Dataset records:

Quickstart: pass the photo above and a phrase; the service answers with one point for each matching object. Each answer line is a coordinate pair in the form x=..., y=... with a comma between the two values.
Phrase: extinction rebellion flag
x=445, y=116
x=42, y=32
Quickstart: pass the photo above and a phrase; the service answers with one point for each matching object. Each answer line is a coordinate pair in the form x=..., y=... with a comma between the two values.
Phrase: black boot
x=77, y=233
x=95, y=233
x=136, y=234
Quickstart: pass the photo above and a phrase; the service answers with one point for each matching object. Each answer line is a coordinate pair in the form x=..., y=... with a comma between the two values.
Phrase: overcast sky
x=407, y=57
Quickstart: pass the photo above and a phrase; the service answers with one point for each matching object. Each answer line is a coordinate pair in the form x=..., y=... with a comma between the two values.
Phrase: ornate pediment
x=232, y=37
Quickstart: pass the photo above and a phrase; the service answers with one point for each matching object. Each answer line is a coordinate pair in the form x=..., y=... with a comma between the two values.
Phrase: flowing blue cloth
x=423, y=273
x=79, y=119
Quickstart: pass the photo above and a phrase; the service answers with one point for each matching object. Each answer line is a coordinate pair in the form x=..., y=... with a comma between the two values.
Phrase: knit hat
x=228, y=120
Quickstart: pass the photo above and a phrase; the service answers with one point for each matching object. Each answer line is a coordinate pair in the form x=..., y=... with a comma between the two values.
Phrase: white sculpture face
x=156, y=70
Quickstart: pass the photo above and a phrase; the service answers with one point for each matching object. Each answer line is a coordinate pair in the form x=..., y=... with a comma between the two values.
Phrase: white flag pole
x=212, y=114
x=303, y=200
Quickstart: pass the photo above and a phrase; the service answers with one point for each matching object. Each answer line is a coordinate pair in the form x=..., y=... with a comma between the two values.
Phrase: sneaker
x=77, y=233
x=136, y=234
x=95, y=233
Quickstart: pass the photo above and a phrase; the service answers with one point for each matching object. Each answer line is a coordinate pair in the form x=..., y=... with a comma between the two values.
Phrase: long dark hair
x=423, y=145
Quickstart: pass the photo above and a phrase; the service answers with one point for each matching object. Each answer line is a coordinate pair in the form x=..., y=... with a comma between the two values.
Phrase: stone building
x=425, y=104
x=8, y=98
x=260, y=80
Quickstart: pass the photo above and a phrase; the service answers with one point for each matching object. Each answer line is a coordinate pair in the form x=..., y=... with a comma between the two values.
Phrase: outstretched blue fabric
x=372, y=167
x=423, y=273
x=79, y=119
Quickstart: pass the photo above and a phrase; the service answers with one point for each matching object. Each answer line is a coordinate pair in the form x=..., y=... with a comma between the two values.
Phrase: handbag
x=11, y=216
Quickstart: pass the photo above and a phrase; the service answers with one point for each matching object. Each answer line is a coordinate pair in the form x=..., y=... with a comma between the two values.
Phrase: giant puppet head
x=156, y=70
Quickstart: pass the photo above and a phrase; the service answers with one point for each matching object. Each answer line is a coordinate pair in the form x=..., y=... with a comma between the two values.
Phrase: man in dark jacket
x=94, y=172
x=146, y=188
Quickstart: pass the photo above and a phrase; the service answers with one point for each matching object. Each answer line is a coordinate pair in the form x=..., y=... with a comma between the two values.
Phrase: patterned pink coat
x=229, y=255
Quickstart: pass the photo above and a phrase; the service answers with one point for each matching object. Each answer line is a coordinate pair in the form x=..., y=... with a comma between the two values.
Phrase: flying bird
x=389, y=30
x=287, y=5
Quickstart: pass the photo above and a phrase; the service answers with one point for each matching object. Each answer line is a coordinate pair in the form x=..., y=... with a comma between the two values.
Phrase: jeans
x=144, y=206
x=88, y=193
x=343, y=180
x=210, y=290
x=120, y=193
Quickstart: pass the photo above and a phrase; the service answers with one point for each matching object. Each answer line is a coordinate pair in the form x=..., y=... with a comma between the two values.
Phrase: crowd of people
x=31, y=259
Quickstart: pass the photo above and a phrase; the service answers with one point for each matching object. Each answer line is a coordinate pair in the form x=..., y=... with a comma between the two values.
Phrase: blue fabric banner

Work item:
Reproduce exactly the line containing "Phrase: jeans" and all lines after it through the end of the listing above; leave out every earlier line.

Solution for this problem:
Phrase: jeans
x=144, y=206
x=88, y=193
x=343, y=180
x=210, y=290
x=120, y=193
Quickstart: pass the photo above and a phrase; the service answers with one point for each matching object. Each answer line is a coordinate pair in the form x=..., y=... with a comma between the two values.
Phrase: crowd of people
x=31, y=259
Quickstart: pass the photo above and a phrase; the service answers with one point for each matching object. Each answer line is a coordinate pair in the form x=..., y=... with a comma between the two values.
Phrase: blue fabric banner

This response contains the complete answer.